(What to work on)
Rescale the entries starting at the line containing "Could you point to every instance of the shrub" and ending at the line containing "<point>19,51</point>", rewriting every line in full but with each coordinate multiplied by 0.85 and rounded to a whole number, halves rounded up. Return only those lines, and omit the pictures.
Start of Extracted records
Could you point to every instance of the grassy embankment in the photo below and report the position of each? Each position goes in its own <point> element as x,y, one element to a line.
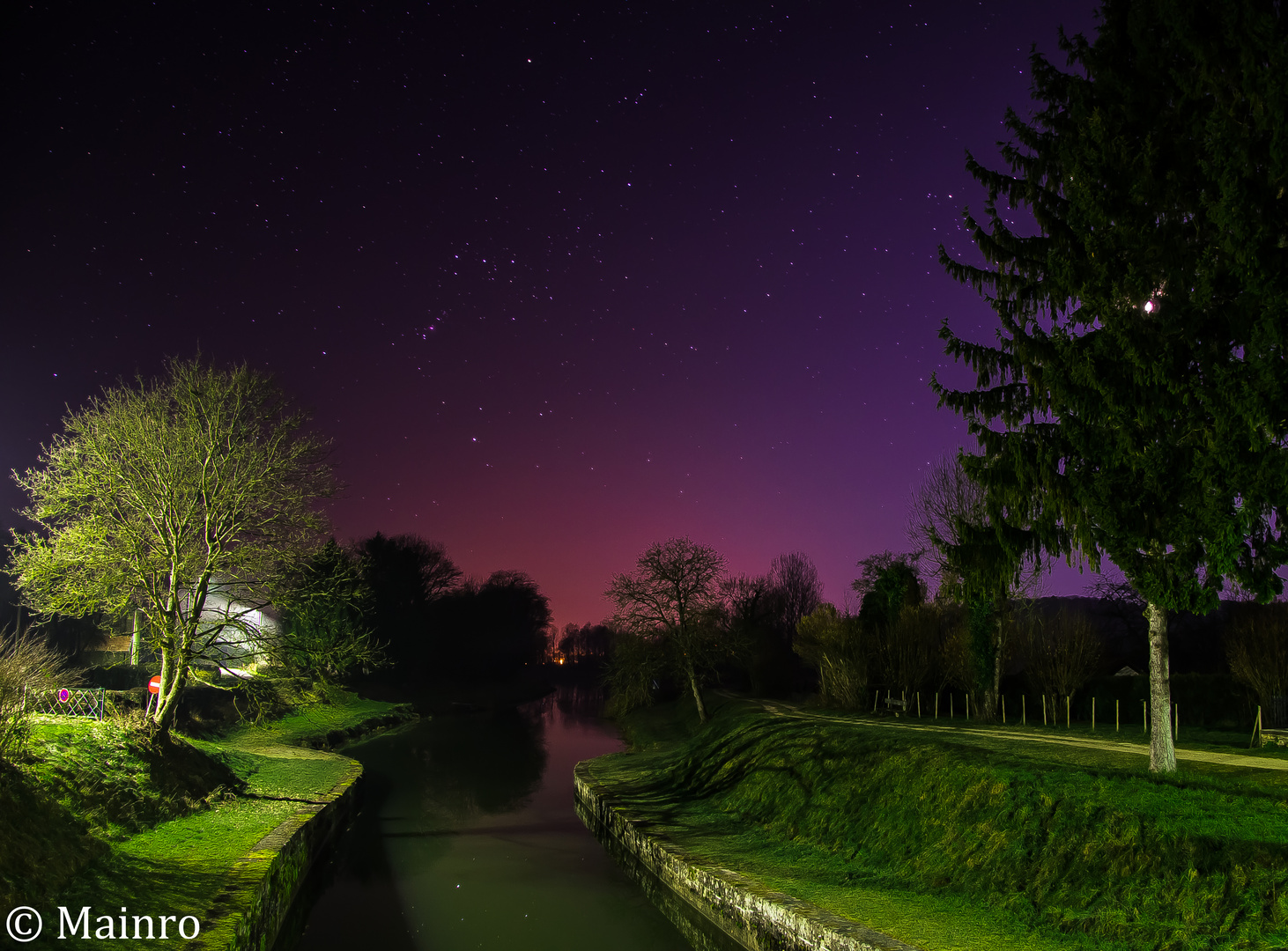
<point>957,841</point>
<point>98,815</point>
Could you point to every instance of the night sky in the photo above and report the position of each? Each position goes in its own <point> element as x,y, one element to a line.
<point>558,284</point>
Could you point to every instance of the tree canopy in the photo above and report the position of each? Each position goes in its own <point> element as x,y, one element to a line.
<point>189,497</point>
<point>1134,404</point>
<point>672,597</point>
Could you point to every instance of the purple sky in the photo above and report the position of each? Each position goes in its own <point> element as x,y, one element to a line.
<point>558,286</point>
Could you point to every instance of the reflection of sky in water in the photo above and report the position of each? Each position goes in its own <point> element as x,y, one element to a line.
<point>466,842</point>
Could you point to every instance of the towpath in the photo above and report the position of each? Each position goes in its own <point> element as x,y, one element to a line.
<point>993,734</point>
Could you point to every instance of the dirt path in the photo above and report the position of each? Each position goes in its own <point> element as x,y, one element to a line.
<point>783,709</point>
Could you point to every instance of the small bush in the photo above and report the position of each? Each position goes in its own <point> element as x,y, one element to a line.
<point>833,642</point>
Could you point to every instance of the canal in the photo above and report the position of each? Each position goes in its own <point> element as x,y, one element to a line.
<point>468,839</point>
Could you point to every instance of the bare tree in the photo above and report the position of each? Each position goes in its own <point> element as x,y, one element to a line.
<point>191,498</point>
<point>1256,642</point>
<point>1060,652</point>
<point>672,597</point>
<point>796,579</point>
<point>936,510</point>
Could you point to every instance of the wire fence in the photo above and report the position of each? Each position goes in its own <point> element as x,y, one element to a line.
<point>67,702</point>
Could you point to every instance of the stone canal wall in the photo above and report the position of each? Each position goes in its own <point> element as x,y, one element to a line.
<point>754,917</point>
<point>262,887</point>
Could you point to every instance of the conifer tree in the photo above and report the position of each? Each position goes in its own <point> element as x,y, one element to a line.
<point>1135,404</point>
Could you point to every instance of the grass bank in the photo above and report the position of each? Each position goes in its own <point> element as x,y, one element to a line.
<point>959,842</point>
<point>100,815</point>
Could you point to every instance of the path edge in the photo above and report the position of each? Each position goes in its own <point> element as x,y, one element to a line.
<point>755,917</point>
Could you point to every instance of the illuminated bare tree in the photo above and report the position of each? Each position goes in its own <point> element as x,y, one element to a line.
<point>191,498</point>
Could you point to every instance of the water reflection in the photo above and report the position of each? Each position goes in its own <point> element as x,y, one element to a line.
<point>469,839</point>
<point>460,784</point>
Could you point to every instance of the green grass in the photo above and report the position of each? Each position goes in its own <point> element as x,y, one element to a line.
<point>955,839</point>
<point>100,815</point>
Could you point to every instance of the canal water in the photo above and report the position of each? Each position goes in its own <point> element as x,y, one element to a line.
<point>468,839</point>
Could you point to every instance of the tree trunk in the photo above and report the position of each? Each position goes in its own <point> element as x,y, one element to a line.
<point>697,697</point>
<point>1162,755</point>
<point>172,682</point>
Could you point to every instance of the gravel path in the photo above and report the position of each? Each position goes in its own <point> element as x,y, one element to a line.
<point>783,709</point>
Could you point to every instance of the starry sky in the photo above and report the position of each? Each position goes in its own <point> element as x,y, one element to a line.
<point>559,279</point>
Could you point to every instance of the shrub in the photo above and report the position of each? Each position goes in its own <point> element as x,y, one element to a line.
<point>833,642</point>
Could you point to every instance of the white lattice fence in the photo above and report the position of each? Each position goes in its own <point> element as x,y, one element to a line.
<point>67,702</point>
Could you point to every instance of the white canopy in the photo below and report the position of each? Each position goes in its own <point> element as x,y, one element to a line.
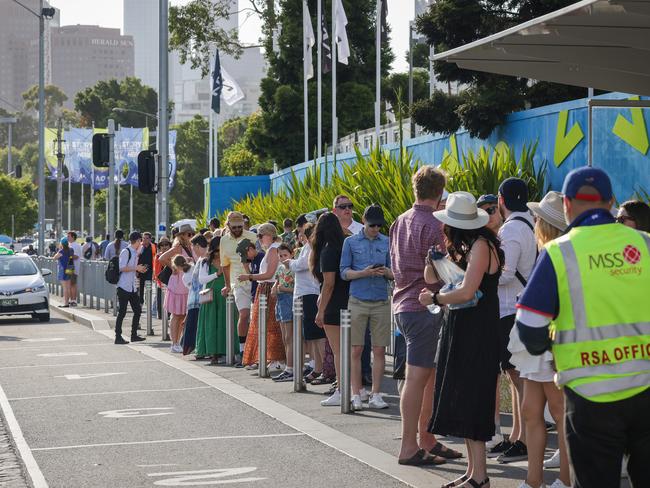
<point>602,44</point>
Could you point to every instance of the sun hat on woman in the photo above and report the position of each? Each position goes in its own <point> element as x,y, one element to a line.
<point>461,212</point>
<point>550,209</point>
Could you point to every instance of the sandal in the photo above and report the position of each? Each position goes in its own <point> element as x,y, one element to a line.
<point>476,484</point>
<point>422,458</point>
<point>456,482</point>
<point>443,451</point>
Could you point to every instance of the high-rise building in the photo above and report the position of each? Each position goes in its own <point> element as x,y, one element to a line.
<point>82,55</point>
<point>19,51</point>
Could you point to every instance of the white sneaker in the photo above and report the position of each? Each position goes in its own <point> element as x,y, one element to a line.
<point>558,484</point>
<point>496,439</point>
<point>356,403</point>
<point>365,396</point>
<point>553,461</point>
<point>376,401</point>
<point>333,401</point>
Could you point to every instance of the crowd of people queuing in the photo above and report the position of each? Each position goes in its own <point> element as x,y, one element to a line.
<point>452,343</point>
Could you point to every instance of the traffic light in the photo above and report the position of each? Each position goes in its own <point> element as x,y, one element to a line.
<point>147,172</point>
<point>101,150</point>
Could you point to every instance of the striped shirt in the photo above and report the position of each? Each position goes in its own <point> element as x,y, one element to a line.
<point>411,236</point>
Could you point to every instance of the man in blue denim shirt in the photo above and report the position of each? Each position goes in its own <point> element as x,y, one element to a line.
<point>365,262</point>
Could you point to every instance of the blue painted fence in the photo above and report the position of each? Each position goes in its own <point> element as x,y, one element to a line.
<point>620,146</point>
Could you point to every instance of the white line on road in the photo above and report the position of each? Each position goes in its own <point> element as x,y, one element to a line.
<point>31,465</point>
<point>110,393</point>
<point>167,441</point>
<point>77,364</point>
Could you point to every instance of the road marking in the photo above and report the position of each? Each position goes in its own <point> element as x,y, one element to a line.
<point>38,480</point>
<point>77,364</point>
<point>168,441</point>
<point>110,393</point>
<point>205,477</point>
<point>87,376</point>
<point>129,413</point>
<point>44,339</point>
<point>61,354</point>
<point>375,458</point>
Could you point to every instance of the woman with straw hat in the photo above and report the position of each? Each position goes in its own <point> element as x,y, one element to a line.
<point>537,371</point>
<point>468,352</point>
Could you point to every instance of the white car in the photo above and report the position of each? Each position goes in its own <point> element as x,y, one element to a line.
<point>23,290</point>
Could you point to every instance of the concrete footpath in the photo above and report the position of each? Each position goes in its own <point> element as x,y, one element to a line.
<point>89,413</point>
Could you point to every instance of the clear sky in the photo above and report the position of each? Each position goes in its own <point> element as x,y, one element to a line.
<point>108,13</point>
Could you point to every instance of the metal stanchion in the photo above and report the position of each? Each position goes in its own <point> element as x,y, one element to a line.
<point>230,329</point>
<point>147,304</point>
<point>262,369</point>
<point>165,318</point>
<point>298,354</point>
<point>345,353</point>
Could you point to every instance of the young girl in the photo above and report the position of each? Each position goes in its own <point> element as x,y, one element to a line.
<point>176,300</point>
<point>283,289</point>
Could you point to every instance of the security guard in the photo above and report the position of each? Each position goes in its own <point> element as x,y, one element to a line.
<point>590,288</point>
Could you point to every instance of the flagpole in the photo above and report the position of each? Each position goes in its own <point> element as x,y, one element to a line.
<point>378,74</point>
<point>319,115</point>
<point>334,52</point>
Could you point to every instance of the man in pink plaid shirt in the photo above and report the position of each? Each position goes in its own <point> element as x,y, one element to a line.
<point>411,236</point>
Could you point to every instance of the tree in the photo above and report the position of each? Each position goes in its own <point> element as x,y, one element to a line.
<point>194,32</point>
<point>488,98</point>
<point>281,127</point>
<point>95,104</point>
<point>192,157</point>
<point>19,202</point>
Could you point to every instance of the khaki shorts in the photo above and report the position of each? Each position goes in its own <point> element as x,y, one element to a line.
<point>373,314</point>
<point>242,294</point>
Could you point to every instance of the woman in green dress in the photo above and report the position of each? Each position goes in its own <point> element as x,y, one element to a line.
<point>211,332</point>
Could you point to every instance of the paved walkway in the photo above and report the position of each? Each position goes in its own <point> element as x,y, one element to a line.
<point>95,414</point>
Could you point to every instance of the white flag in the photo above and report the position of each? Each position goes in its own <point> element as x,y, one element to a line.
<point>231,92</point>
<point>341,34</point>
<point>309,40</point>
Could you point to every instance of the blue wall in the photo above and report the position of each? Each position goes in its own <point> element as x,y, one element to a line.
<point>627,161</point>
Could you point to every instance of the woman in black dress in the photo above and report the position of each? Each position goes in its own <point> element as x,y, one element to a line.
<point>468,362</point>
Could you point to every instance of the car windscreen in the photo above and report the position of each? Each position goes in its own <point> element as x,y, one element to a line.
<point>16,266</point>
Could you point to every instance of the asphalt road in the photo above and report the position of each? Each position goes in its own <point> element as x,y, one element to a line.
<point>95,414</point>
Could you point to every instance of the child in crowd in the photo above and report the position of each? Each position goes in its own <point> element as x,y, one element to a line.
<point>283,288</point>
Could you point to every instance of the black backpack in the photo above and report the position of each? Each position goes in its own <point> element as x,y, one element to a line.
<point>112,273</point>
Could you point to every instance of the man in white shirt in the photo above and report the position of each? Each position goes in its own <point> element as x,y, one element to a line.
<point>342,208</point>
<point>126,290</point>
<point>76,259</point>
<point>520,248</point>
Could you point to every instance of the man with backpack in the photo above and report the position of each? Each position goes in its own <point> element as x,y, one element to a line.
<point>520,248</point>
<point>122,271</point>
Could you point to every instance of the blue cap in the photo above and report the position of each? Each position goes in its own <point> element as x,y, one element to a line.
<point>587,176</point>
<point>515,194</point>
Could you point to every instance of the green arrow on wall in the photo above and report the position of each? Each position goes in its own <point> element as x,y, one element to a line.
<point>565,142</point>
<point>634,133</point>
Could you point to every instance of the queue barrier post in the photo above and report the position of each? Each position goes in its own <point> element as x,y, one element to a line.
<point>298,353</point>
<point>346,350</point>
<point>148,288</point>
<point>263,370</point>
<point>230,329</point>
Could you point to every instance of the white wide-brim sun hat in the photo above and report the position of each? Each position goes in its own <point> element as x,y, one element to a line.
<point>461,212</point>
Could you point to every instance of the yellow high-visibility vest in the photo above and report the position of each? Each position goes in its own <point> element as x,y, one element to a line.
<point>602,331</point>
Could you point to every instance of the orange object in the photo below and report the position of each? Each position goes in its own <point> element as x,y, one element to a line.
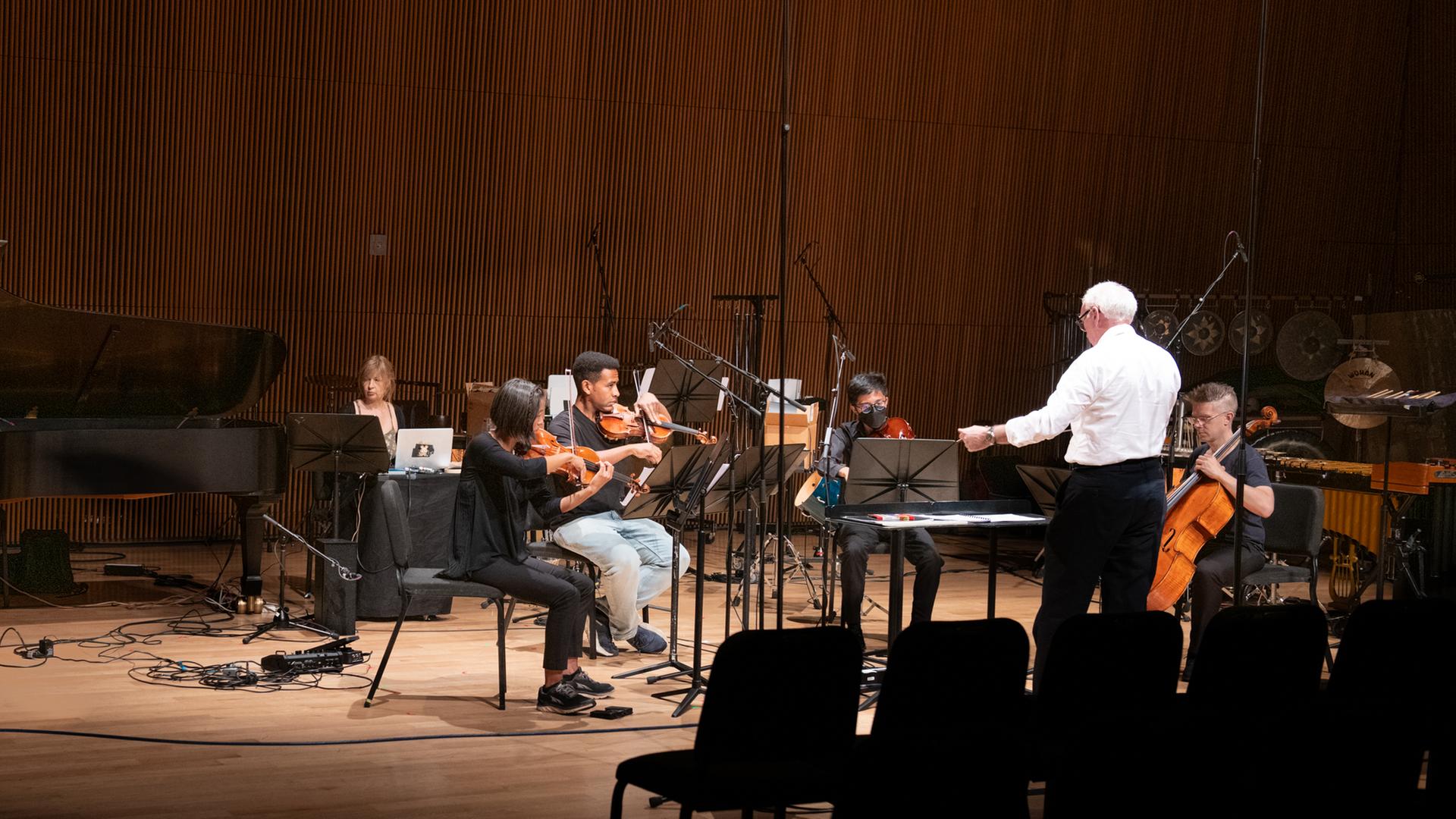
<point>894,428</point>
<point>546,444</point>
<point>1197,512</point>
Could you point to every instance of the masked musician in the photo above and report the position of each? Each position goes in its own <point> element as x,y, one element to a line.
<point>635,556</point>
<point>870,395</point>
<point>1212,410</point>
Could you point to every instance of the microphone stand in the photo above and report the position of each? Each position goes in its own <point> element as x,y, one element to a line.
<point>607,318</point>
<point>657,340</point>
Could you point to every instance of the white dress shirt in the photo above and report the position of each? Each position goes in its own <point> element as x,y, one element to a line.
<point>1116,397</point>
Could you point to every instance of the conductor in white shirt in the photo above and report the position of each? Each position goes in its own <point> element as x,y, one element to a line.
<point>1117,398</point>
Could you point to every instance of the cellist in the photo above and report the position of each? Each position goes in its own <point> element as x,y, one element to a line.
<point>1213,407</point>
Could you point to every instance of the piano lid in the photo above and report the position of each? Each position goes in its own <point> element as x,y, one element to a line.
<point>77,363</point>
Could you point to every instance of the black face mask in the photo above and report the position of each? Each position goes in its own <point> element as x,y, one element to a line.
<point>874,417</point>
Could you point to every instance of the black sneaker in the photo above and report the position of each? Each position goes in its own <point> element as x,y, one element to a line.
<point>604,646</point>
<point>563,698</point>
<point>584,684</point>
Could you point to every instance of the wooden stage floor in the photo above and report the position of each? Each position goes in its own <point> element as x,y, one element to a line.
<point>517,763</point>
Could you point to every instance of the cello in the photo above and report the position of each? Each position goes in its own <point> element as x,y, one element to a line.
<point>1197,510</point>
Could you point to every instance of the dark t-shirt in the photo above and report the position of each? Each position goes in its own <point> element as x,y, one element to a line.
<point>497,488</point>
<point>610,496</point>
<point>1257,477</point>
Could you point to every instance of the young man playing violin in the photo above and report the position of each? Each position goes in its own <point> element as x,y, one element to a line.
<point>870,395</point>
<point>1212,409</point>
<point>635,556</point>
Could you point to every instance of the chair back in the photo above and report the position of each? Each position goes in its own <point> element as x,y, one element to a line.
<point>1298,522</point>
<point>1112,661</point>
<point>1256,653</point>
<point>397,523</point>
<point>781,697</point>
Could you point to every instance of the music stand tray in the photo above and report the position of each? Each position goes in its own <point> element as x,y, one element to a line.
<point>903,469</point>
<point>672,482</point>
<point>689,397</point>
<point>335,442</point>
<point>1043,483</point>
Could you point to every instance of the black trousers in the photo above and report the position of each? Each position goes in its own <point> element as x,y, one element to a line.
<point>1107,526</point>
<point>855,544</point>
<point>566,596</point>
<point>1213,570</point>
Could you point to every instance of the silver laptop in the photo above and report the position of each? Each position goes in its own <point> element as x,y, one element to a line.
<point>424,449</point>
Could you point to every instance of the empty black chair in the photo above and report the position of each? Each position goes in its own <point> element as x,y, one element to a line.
<point>1261,653</point>
<point>1293,532</point>
<point>1257,675</point>
<point>756,745</point>
<point>422,583</point>
<point>1392,676</point>
<point>946,725</point>
<point>1106,711</point>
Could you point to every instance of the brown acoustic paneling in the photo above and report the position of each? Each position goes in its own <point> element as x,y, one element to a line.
<point>952,161</point>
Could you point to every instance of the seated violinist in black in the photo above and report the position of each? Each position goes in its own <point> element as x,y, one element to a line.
<point>870,395</point>
<point>488,542</point>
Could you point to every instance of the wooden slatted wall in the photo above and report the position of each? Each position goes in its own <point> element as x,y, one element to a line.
<point>954,159</point>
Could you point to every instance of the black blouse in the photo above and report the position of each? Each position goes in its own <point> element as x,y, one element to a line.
<point>491,506</point>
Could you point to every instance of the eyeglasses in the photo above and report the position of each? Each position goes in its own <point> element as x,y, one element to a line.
<point>1082,316</point>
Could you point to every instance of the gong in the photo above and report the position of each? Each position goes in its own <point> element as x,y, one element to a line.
<point>1261,331</point>
<point>1354,378</point>
<point>1159,325</point>
<point>1308,346</point>
<point>1204,333</point>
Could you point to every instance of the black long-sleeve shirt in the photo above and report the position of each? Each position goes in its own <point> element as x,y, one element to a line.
<point>491,515</point>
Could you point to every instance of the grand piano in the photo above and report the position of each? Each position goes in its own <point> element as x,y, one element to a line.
<point>95,404</point>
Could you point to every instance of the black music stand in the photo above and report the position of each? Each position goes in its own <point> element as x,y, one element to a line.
<point>325,442</point>
<point>691,397</point>
<point>902,471</point>
<point>758,468</point>
<point>679,484</point>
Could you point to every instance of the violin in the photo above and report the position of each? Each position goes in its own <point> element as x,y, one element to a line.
<point>657,426</point>
<point>894,428</point>
<point>546,444</point>
<point>1197,512</point>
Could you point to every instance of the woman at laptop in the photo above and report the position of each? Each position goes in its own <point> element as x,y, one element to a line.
End of Extracted records
(Exercise result)
Could you point to every instance of the shrub in the photo above and report the position of each? Each position goes in its own <point> element as x,y, one element to a line.
<point>708,546</point>
Could you point to every instance of the white lattice fence in the photo above and report the position of each? Each position goes in its own <point> element as x,y, one element to a line.
<point>57,597</point>
Could you point to every instance of the white canopy in the photo below and report the position of each? Each position goes in its own <point> element as x,y, one element to a line.
<point>512,37</point>
Could you point to every instance of the sun hat on woman in the photo above and report the position of each? Each position goes in its own <point> element as x,y, one element to a line.
<point>392,180</point>
<point>468,178</point>
Could you point to every instance of the sandal in the photo above and report the position of each? Each position goes in its own <point> element as x,y, one element to a line.
<point>405,411</point>
<point>359,389</point>
<point>388,410</point>
<point>377,383</point>
Could you point to every instance of the high-rise building in the photo above and report the position of each? Each position goes in its own <point> element as x,y, one element to a line.
<point>70,47</point>
<point>16,43</point>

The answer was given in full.